## WHAT YOU ARE ASKED TO DO
Put every line of the items below into a JSON list of strings, one string per line, and skip any blank lines.

## TASK INPUT
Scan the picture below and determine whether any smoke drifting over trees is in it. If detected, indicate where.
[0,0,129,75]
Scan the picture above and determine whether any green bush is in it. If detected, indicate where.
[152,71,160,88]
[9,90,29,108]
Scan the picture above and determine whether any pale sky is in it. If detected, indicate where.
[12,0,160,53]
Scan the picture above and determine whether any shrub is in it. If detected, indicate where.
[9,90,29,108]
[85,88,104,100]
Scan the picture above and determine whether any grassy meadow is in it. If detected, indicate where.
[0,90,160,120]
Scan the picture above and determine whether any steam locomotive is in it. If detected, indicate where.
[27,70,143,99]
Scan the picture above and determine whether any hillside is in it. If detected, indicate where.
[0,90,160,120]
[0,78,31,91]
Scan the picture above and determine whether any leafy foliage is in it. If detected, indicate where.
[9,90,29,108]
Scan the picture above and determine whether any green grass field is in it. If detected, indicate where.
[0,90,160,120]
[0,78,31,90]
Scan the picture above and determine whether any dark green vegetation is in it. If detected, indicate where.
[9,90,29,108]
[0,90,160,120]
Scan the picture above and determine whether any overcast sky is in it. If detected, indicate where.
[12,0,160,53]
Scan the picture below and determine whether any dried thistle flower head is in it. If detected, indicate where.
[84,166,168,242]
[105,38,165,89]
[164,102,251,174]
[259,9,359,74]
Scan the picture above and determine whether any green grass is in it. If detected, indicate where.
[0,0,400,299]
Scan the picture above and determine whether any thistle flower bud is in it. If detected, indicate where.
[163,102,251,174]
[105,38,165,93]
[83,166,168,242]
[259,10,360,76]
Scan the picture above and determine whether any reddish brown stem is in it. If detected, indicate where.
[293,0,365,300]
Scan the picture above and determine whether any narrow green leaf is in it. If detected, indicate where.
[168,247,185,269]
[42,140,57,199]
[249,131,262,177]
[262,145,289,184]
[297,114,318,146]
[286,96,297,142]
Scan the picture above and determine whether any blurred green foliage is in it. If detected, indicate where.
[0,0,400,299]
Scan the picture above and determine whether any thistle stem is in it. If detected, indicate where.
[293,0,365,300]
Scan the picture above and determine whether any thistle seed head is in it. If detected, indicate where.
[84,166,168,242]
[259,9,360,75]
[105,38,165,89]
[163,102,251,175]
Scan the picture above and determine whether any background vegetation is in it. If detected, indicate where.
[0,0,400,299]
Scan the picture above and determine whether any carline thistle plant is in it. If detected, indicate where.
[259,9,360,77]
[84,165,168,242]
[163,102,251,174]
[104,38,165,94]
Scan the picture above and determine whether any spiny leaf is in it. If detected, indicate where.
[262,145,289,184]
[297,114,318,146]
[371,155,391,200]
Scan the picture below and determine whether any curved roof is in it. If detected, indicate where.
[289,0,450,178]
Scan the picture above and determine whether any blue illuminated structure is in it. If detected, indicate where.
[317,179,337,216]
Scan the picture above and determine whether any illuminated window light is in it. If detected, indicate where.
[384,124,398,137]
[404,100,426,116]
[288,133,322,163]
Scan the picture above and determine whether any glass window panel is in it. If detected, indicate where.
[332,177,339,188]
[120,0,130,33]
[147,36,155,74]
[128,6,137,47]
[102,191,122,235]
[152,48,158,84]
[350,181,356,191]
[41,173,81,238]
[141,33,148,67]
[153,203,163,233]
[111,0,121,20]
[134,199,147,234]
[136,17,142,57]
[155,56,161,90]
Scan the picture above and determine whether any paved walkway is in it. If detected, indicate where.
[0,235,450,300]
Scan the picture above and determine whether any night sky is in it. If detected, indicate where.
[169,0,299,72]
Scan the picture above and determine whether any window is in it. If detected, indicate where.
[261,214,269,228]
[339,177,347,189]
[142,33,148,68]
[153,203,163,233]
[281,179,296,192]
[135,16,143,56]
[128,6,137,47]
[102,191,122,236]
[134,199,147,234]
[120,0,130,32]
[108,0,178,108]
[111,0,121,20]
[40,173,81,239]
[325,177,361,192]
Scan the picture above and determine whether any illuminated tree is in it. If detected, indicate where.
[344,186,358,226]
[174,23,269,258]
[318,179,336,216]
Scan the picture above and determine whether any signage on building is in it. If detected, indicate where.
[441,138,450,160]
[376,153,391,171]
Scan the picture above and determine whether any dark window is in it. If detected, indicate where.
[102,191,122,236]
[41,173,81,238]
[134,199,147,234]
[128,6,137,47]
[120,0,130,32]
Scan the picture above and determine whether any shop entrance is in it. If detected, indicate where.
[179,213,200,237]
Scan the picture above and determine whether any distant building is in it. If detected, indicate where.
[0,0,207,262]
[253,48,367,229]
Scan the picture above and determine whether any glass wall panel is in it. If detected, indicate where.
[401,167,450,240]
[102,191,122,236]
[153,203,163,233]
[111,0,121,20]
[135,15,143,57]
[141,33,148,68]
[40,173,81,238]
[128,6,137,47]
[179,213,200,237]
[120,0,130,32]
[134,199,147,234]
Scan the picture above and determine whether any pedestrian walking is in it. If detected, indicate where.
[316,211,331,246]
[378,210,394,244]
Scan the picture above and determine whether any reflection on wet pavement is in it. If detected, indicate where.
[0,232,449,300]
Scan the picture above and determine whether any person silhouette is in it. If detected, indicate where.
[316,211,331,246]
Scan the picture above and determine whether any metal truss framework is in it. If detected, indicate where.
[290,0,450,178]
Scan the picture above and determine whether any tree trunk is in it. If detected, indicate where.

## EXERCISE RESPONSE
[
  "Scan the picture below and determine whether any smoke drifting over trees is in it. If detected, indicate where.",
  "[0,0,129,75]",
  "Scan the picture above and determine whether any green bush is in it. If detected, indicate where.",
  "[152,71,160,88]",
  "[9,90,29,108]",
  "Scan the picture above and determine whether any pale sky is in it. If detected, indicate where.",
  "[12,0,160,53]",
  "Scan the picture above and determine whether any shrub is in it. If detected, indicate where.",
  "[9,90,29,108]",
  "[85,88,104,100]",
  "Scan the picture above and determine whether any grassy meadow is in it. If detected, indicate where.",
  "[0,90,160,120]",
  "Scan the picture above and determine whether any steam locomotive is in it. If detected, indicate where.",
  "[27,70,143,99]",
  "Scan the picture above and determine whether any hillside is in it. If detected, indicate where.",
  "[0,90,160,120]",
  "[0,78,31,91]",
  "Scan the picture above and determine whether any leafy foliage is in it. If detected, indicate where.",
  "[9,90,29,108]",
  "Scan the picture above and determine whether any green grass field is in it. If detected, indicate where.",
  "[0,90,160,120]",
  "[0,78,31,90]",
  "Scan the picture above and determine whether any dark green vegetation is in it. If detected, indicate where.",
  "[9,90,29,108]",
  "[0,90,160,120]",
  "Scan the picture above and determine whether any overcast sky is in it. If detected, indicate where.",
  "[12,0,160,53]",
  "Scan the picture below and determine whether any dried thistle flower head is in it. If detected, indicate where.",
  "[84,166,168,242]",
  "[105,38,165,89]",
  "[164,102,251,174]",
  "[259,9,359,74]",
  "Scan the picture above and determine whether any green grass is in it. If detected, indicate where.",
  "[0,0,400,299]",
  "Scan the picture above and determine whether any thistle flower bud is in it. If detected, indicate where.",
  "[163,102,251,174]",
  "[105,38,165,93]",
  "[83,166,168,242]",
  "[259,10,360,76]",
  "Scan the picture above and determine whether any reddish brown stem is in it. If detected, indicate where.",
  "[293,0,365,300]",
  "Scan the picture above and determine whether any narrow green leaf is in it. If detected, indicate where.",
  "[168,247,185,269]",
  "[42,140,57,199]",
  "[249,131,262,177]",
  "[262,145,289,184]",
  "[297,114,318,146]",
  "[286,96,297,142]",
  "Scan the picture above and determine whether any blurred green foliage is in it. If detected, indicate where.",
  "[0,0,400,299]",
  "Scan the picture above and determine whether any thistle stem is in it. If detected, indicate where.",
  "[293,0,365,300]",
  "Scan the picture above and determine whether any thistle seed head is in it. If detected, indicate where.",
  "[84,166,168,242]",
  "[259,9,360,75]",
  "[105,38,165,89]",
  "[163,102,251,175]",
  "Scan the picture above and determine whether any background vegetation is in it. If detected, indicate where.",
  "[0,0,400,299]",
  "Scan the picture above and determine whether any carline thistle plant is in it. If detected, indicate where.",
  "[259,9,360,77]",
  "[84,165,168,242]",
  "[163,102,251,174]",
  "[104,38,165,94]",
  "Scan the picture above and determine whether any spiny leaf is in it. If detected, indicate where.",
  "[262,145,289,184]",
  "[297,114,318,146]",
  "[371,155,391,200]",
  "Scan the picture below and determine whether any curved roof is in it. If detected, indicate where.",
  "[289,0,450,178]",
  "Scan the picture above and determine whether any blue illuminated structure is in it. If detected, indicate where.",
  "[317,179,337,216]",
  "Scan the picture above and determine whether any illuminated window light is in it. If detected, indicate where.",
  "[384,124,398,137]",
  "[404,100,426,116]",
  "[288,133,322,163]",
  "Scan the picture above and determine whether any glass window panel is in it. If detected, indicate where.",
  "[332,177,339,188]",
  "[120,0,130,33]",
  "[147,36,155,74]",
  "[128,6,137,47]",
  "[102,191,122,235]",
  "[152,48,158,84]",
  "[350,181,356,191]",
  "[41,173,81,238]",
  "[141,33,148,67]",
  "[153,203,163,233]",
  "[111,0,121,20]",
  "[134,199,147,234]",
  "[136,17,142,57]",
  "[155,56,161,90]",
  "Scan the picture above and determine whether any paved walkway is in it. If detected, indicate where.",
  "[0,235,450,300]",
  "Scan the picture above and determine whether any night sky is in it. If detected, indicate where.",
  "[169,0,299,72]",
  "Scan the picture above and determine whether any window is in it. If detected, indicate where.",
  "[261,214,269,228]",
  "[339,177,347,189]",
  "[142,33,148,68]",
  "[153,203,163,233]",
  "[281,179,296,192]",
  "[135,16,143,56]",
  "[128,6,137,47]",
  "[102,191,122,236]",
  "[134,199,147,234]",
  "[120,0,130,32]",
  "[108,0,178,108]",
  "[111,0,121,20]",
  "[40,173,81,239]",
  "[325,177,361,192]",
  "Scan the picture above and determine whether any illuminated tree is in it. If detected, indicate where.",
  "[344,186,358,226]",
  "[174,23,269,258]",
  "[318,179,336,216]",
  "Scan the picture above and determine whether any signage on building is in it. If detected, indicate where.",
  "[441,138,450,160]",
  "[376,153,391,171]",
  "Scan the picture above and determine whether any dark window is in it. If detected, indicate where.",
  "[102,191,122,236]",
  "[41,173,81,238]",
  "[134,199,147,234]",
  "[128,6,137,47]",
  "[120,0,130,32]",
  "Scan the picture above and determine whether any shop entrance is in it. If detected, indicate where.",
  "[179,213,200,237]",
  "Scan the picture above and determine whether any distant building is in it. If detected, indicate where.",
  "[0,0,207,262]",
  "[253,48,367,229]",
  "Scan the picture above and determine whether any glass wall panel is in it. If detected, indicate where.",
  "[401,167,450,240]",
  "[102,191,122,236]",
  "[153,203,163,233]",
  "[111,0,121,20]",
  "[135,15,143,57]",
  "[141,33,148,68]",
  "[40,173,81,238]",
  "[128,6,137,47]",
  "[179,213,200,237]",
  "[120,0,130,32]",
  "[134,199,147,234]",
  "Scan the picture above and determine whether any pedestrian walking is in it. If detected, indicate where.",
  "[316,211,331,246]",
  "[378,210,394,244]",
  "Scan the picture above and determine whether any reflection on wet pavement is in it. If detected, indicate where.",
  "[0,232,449,300]",
  "Scan the picture above and determine whether any person silhouette is in it. If detected, indicate where.",
  "[316,211,331,246]",
  "Scan the picture above and determine whether any metal truss framework is in it. If detected, indicate where.",
  "[290,0,450,178]",
  "Scan the picture above and determine whether any tree trunk is in it. If detected, indicate where."
]